▶ [Stated task]: Reproduce the data exactly.

Point-based annotation data:
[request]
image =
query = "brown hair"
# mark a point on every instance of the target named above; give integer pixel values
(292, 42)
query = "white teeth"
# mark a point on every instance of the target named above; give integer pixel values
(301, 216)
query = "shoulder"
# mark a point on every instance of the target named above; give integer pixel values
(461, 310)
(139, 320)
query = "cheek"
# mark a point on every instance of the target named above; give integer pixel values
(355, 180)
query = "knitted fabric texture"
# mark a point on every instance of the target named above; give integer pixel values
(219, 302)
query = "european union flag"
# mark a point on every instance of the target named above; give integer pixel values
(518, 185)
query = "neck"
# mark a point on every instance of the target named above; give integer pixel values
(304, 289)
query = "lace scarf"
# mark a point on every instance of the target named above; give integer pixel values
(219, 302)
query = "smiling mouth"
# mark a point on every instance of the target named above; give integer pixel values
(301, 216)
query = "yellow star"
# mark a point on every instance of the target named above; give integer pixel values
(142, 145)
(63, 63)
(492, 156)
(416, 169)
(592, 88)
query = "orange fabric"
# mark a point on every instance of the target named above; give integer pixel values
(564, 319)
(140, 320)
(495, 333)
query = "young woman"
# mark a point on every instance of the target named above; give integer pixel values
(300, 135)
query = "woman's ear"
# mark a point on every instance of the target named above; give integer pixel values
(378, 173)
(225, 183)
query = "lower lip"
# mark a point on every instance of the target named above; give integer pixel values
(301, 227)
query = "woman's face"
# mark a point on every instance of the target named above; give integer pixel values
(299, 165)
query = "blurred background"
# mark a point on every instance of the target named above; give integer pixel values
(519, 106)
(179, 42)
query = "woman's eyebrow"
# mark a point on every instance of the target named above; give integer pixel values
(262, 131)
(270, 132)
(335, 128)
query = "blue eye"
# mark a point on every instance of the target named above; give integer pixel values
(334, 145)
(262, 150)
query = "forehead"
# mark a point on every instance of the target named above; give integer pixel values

▶ [Exercise result]:
[request]
image =
query = "brown hair"
# mark a point on every instance of the target named above; give integer pixel values
(292, 42)
query = "white teeth"
# mark a point on every instance of the target named above; give integer pixel values
(301, 216)
query = "shoulder"
# mark a point on every instance of the target named above; give integer pixel values
(461, 310)
(139, 320)
query = "cheek"
# mark a point on every instance of the target named above; give integer pixel values
(355, 180)
query = "knitted fabric texture"
# mark a point on every instance of the target named above; give integer pixel values
(219, 302)
query = "european union flag"
# mark a point on every instance of the target named above; give integer pixel values
(518, 185)
query = "neck"
# mark a point on every instance of the target named above; give integer pixel values
(304, 289)
query = "lace scarf"
# mark a point on every instance of the target named above; give integer pixel values
(219, 302)
query = "smiling mouth"
# mark a point on every instance of the target named above; give integer pixel values
(301, 216)
query = "yellow star"
# mark a point on every instance of the target named above; give integer pixel values
(142, 145)
(63, 63)
(492, 156)
(416, 169)
(592, 88)
query = "orange fabric"
# mark a point on every instance of the target named above; give integer pixel values
(564, 319)
(140, 320)
(495, 333)
query = "young woman"
# mark a point on every instance of the target named above; give integer pixel values
(300, 135)
query = "woman's ear"
# mark a point on every instance of the target named above; give integer pixel values
(378, 173)
(225, 183)
query = "lower lip"
# mark a point on every instance of the target named above; give integer pixel values
(301, 227)
query = "woman's face"
# mark a point on every instance of the target named above; give integer pixel values
(299, 165)
query = "blurred background"
# mark a point on every instance of the target named above; give integer pixel values
(519, 106)
(179, 42)
query = "woman's eyebrow"
# mark a point on every instance of the target named above; give integer pixel values
(262, 131)
(270, 132)
(335, 128)
query = "blue eye"
# mark a point on every instance of the target named above; give integer pixel values
(334, 145)
(262, 150)
query = "forehead"
# mark a point on every instance of the target named above; give integer pixel values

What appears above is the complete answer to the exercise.